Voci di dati
_ _ _

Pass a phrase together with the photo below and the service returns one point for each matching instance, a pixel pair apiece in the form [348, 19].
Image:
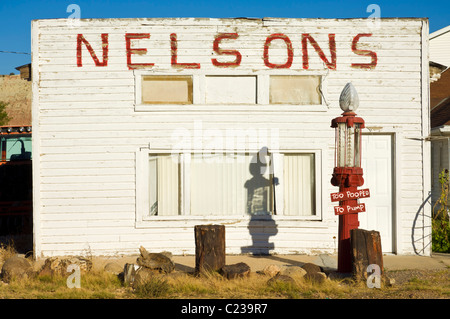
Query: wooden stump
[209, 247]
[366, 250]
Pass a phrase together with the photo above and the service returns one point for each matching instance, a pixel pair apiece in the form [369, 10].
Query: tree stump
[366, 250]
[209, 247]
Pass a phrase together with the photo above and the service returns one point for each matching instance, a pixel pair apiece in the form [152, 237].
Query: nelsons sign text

_ _ _

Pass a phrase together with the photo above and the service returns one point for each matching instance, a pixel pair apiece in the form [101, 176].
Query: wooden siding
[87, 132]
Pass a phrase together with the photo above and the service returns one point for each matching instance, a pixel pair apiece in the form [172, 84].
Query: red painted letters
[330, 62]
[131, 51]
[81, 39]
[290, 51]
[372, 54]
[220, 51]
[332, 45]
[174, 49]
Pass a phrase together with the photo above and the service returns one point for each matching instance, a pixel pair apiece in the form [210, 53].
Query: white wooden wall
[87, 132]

_ _ _

# Il tuo obiettivo
Modifica tutto ciò che va dalla riga che contiene "Pass a phrase together with the photo below" fino a quella che contiene "Query: nelsons sign text": riscrivi queste righe sostituendo "stump" con "log" e senza cambiare nient'altro. Non includere le immagini nella risposta.

# Soluzione dell'esercizio
Pass a phrase together with the photo below and the service returns one point for each matching instance, a pixel pair apiece in the form [348, 19].
Image:
Query: wooden log
[209, 247]
[366, 250]
Pass a phrase together with the photo above and the service returns one point for each matching instance, a pixel pair apiece in the form [369, 10].
Query: tree log
[366, 250]
[209, 247]
Pass a phrase together with the photo above and the service returns one point for each matching instance, a pixel pair apiece in the form [152, 237].
Query: nelsons sign text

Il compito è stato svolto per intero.